Selected text:
-*-

DECISIONS

Decision Information

Decision Content

STATE OF WASHINGTON

 

BEFORE THE PUBLIC EMPLOYMENT RELATIONS COMMISSION

 

 

INTERNATIONAL LONGSHOREMEN’S            )

AND WAREHOUSEMEN’S UNION,                    )

LOCAL 50,                                                                )

)           CASE NO. 2196-U-79-309

Complainant,               )                                  

)           DECISION NO. 970- PECB

vs.                                                        )          

)

PORT OF ILWACO,                                                 )                       FINDINGS OF FACT,

)                       CONCLUSIONS OF LAW

            Respondent.                )                                   AND ORDER

)

__________________________________________)

 

 

John Bukoskey, Organizer, appeared on behalf of the union.

 

Robert H. Lamb, attorney at law, appeared on behalf of the respondent.

-*-

Job a: According to the decision above, who appeared on behalf of the respondent?

-*-

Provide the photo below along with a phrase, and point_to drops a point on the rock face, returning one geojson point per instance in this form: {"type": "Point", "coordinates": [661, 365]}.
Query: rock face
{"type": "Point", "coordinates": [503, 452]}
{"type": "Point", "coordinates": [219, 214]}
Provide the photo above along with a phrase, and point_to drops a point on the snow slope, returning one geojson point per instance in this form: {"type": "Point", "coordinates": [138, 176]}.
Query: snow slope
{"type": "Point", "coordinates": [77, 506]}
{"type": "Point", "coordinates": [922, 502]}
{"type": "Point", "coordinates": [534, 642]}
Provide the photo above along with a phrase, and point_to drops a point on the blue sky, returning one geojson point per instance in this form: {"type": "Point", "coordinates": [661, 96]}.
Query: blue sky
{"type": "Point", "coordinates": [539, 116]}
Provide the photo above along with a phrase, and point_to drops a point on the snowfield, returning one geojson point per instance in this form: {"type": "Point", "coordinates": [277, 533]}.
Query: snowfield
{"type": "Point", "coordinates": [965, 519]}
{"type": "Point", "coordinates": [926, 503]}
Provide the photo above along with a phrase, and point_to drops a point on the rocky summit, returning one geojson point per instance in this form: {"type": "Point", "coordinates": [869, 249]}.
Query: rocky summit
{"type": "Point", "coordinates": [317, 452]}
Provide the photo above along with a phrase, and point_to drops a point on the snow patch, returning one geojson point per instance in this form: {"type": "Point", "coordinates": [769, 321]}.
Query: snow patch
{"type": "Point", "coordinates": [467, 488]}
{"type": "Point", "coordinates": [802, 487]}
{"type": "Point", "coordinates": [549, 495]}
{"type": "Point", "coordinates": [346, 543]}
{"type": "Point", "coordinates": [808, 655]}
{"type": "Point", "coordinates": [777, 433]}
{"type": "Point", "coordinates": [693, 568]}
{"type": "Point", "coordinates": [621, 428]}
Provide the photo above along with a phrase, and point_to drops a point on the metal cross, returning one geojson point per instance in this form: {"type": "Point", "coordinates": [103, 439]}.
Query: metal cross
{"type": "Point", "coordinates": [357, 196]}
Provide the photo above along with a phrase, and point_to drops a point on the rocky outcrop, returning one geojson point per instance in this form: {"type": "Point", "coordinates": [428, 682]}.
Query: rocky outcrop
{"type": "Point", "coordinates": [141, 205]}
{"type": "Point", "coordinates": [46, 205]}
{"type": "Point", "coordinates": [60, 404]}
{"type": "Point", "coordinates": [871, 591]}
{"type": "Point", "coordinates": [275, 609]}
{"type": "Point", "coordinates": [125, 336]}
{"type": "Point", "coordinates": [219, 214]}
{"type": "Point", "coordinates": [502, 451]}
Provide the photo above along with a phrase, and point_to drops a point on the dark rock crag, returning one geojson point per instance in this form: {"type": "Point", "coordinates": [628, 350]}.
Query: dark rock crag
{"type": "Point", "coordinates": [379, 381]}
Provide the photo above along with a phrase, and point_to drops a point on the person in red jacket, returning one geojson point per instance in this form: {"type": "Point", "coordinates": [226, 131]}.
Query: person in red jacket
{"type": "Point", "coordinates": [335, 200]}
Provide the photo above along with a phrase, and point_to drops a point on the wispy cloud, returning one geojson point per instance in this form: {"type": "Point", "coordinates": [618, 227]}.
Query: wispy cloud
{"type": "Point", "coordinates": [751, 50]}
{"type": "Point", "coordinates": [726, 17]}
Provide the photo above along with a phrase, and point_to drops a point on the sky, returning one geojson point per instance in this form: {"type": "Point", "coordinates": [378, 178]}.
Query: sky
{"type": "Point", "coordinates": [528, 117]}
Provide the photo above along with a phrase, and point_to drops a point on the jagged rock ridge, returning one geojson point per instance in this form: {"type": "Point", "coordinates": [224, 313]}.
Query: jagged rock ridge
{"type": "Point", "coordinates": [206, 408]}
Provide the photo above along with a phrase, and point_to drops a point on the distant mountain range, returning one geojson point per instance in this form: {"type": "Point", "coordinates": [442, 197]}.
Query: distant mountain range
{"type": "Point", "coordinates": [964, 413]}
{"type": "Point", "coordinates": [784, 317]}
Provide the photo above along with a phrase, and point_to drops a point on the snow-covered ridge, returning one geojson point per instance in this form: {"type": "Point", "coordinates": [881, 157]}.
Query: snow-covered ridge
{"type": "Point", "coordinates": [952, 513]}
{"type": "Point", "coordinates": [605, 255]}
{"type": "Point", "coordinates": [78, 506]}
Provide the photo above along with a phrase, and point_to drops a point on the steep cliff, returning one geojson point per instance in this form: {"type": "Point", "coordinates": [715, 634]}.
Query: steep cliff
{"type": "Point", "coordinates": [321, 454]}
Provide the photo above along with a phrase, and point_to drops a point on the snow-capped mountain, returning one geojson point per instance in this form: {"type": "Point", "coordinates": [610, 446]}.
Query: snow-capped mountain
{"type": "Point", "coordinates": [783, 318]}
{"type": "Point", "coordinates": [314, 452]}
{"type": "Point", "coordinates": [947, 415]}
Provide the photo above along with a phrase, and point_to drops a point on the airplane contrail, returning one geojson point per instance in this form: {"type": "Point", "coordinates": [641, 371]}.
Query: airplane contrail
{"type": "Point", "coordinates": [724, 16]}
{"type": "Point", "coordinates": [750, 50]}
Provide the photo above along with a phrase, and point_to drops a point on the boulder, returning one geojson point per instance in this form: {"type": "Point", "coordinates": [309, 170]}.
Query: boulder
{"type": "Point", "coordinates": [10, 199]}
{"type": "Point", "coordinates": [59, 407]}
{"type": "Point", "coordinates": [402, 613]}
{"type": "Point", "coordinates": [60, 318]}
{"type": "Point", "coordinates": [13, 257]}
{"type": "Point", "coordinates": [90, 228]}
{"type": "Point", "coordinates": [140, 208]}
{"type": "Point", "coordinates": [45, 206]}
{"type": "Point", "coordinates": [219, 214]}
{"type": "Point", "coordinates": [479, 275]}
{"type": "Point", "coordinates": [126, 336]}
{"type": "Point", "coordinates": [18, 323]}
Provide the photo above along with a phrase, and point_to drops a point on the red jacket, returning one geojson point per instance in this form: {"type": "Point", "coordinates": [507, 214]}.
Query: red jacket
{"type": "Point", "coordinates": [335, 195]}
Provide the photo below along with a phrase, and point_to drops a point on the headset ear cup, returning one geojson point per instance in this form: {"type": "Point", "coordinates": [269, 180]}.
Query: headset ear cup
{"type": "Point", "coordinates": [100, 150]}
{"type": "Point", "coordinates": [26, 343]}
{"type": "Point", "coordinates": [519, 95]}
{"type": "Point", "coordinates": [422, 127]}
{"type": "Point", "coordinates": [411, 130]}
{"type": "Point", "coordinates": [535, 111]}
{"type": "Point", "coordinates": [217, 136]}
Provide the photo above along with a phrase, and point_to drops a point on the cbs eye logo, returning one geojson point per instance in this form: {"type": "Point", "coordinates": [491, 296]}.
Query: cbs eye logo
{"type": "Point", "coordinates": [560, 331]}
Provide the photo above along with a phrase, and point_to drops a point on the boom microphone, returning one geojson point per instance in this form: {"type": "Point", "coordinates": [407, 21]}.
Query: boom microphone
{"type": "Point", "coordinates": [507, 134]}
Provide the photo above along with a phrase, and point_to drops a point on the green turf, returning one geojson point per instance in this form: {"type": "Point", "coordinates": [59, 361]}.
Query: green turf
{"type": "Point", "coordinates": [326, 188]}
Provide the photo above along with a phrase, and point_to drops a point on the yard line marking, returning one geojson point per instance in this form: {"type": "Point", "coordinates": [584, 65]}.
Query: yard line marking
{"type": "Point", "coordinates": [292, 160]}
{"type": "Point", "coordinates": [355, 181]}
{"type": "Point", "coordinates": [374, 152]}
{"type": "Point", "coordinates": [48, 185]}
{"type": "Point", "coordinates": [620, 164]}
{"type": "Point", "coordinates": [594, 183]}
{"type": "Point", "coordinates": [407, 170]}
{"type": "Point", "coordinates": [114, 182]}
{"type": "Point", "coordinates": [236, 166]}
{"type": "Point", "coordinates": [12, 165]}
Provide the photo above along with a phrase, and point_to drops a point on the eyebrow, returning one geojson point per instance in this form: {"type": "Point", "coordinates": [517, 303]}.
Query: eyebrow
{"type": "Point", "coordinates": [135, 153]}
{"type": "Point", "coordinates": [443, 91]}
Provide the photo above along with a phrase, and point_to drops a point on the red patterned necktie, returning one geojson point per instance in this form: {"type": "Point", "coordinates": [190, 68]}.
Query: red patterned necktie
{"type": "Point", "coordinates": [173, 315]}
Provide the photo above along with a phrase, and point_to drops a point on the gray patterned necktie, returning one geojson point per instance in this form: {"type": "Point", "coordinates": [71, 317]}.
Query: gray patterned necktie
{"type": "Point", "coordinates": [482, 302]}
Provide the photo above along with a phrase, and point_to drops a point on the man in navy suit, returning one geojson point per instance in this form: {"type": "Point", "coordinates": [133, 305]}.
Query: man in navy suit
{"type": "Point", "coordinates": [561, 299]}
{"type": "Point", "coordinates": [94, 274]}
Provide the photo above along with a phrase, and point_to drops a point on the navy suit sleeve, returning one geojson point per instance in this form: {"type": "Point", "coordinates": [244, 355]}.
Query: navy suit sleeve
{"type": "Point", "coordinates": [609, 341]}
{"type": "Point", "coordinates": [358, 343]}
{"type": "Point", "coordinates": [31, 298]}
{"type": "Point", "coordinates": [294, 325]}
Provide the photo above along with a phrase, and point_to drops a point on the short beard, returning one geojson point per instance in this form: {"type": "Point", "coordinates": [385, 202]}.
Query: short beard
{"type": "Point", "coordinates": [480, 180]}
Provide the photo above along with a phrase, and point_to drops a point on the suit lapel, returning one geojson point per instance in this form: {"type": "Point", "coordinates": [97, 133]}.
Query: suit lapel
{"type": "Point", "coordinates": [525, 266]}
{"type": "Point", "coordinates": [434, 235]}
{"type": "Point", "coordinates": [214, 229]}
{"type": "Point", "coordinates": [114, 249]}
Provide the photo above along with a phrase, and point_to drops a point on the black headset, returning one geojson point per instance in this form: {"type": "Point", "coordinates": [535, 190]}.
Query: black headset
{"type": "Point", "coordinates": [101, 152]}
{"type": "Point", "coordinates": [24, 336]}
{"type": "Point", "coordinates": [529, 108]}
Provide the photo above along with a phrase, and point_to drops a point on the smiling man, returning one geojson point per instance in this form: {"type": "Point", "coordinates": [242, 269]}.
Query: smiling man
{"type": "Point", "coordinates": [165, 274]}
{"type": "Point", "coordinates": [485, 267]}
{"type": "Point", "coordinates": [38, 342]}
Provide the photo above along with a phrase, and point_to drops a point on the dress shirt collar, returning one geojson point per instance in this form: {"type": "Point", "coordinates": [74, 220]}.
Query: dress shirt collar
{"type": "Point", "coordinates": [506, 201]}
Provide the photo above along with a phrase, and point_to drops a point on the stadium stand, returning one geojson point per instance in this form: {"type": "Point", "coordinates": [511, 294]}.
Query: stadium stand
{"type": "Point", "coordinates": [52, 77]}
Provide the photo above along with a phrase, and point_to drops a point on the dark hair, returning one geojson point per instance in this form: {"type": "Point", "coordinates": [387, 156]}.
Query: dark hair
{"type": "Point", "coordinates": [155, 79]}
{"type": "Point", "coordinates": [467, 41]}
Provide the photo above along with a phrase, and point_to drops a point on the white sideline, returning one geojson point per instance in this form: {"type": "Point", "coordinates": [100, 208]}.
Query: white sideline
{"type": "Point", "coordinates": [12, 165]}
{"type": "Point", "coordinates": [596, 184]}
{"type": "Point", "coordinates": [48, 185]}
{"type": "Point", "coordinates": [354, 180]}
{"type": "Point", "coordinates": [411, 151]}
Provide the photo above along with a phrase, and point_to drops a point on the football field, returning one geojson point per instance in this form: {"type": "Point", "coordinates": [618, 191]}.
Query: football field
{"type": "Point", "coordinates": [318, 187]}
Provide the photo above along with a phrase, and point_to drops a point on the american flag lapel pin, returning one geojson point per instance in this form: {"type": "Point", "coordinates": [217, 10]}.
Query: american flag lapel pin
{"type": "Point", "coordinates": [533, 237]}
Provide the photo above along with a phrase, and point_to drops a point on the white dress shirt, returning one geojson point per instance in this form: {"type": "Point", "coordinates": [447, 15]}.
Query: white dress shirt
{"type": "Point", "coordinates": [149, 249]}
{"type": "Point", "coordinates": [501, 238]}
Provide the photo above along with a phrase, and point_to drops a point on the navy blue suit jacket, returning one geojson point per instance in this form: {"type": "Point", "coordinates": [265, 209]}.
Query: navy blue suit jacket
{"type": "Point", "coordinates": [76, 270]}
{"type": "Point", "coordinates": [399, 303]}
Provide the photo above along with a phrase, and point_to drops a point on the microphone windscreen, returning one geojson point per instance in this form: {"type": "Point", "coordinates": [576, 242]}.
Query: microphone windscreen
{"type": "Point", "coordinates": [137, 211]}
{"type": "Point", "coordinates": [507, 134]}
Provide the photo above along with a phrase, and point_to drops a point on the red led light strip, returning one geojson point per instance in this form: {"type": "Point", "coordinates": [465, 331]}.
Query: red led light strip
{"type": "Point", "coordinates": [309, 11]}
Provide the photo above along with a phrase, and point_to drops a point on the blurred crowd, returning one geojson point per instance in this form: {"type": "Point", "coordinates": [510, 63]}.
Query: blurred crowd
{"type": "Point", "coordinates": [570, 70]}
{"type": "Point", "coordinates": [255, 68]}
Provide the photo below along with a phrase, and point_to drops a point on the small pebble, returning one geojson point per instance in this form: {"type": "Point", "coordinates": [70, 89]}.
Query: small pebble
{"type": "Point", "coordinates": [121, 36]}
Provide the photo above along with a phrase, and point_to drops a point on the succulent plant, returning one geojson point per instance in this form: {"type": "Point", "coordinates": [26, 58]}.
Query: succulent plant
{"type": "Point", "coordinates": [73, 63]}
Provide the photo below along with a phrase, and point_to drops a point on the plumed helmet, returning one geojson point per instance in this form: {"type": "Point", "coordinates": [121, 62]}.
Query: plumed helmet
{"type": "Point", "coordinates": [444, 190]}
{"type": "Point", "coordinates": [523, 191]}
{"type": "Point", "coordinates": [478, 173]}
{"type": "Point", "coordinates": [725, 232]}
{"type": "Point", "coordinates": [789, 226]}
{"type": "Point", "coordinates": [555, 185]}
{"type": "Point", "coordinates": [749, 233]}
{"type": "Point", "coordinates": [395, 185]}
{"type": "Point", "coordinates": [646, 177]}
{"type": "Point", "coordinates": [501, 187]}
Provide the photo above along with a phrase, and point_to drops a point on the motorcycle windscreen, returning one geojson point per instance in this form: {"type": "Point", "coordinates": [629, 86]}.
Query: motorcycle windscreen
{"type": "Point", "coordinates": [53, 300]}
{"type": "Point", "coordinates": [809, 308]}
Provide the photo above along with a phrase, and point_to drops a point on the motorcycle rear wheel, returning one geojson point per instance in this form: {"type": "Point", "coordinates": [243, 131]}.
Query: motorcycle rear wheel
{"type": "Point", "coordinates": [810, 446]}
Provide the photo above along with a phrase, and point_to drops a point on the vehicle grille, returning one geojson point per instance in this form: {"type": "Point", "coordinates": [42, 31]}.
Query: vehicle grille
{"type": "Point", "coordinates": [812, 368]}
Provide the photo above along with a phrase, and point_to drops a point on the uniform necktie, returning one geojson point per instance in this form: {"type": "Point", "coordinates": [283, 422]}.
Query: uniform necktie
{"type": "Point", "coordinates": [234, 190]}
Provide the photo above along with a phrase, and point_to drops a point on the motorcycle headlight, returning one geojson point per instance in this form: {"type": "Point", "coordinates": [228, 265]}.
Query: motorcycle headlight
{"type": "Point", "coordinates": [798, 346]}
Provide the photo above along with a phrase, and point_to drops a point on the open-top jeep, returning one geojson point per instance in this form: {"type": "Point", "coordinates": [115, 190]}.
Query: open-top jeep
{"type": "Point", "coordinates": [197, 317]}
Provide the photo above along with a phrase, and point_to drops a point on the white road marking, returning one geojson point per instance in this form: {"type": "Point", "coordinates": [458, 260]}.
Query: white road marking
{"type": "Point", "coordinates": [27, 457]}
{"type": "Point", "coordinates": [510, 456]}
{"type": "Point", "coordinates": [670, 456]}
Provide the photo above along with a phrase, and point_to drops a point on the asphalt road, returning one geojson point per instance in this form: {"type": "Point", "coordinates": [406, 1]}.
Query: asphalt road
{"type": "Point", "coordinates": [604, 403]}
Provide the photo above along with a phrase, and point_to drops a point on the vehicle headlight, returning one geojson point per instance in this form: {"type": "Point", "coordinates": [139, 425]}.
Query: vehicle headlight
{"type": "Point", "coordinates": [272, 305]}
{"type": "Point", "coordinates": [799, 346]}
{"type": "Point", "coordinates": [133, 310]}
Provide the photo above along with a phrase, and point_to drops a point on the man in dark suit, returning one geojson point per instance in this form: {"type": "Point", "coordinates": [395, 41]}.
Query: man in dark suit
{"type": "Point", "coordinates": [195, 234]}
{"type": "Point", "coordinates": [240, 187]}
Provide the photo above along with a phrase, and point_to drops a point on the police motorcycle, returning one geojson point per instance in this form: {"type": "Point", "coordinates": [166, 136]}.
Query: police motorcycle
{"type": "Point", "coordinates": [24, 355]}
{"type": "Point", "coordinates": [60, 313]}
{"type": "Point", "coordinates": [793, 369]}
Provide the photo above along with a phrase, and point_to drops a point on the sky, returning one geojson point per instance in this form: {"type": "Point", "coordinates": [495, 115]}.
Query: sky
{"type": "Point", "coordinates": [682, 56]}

-*-

Job b: Find every line in the entries above that contains the string "uniform", and copy each one. Case counts.

Result a: Robert H. Lamb, attorney at law.

Result b:
Provide the photo above along with a phrase, and point_to drops a point on the uniform necktie, returning one geojson point per instance in this form: {"type": "Point", "coordinates": [283, 422]}.
Query: uniform necktie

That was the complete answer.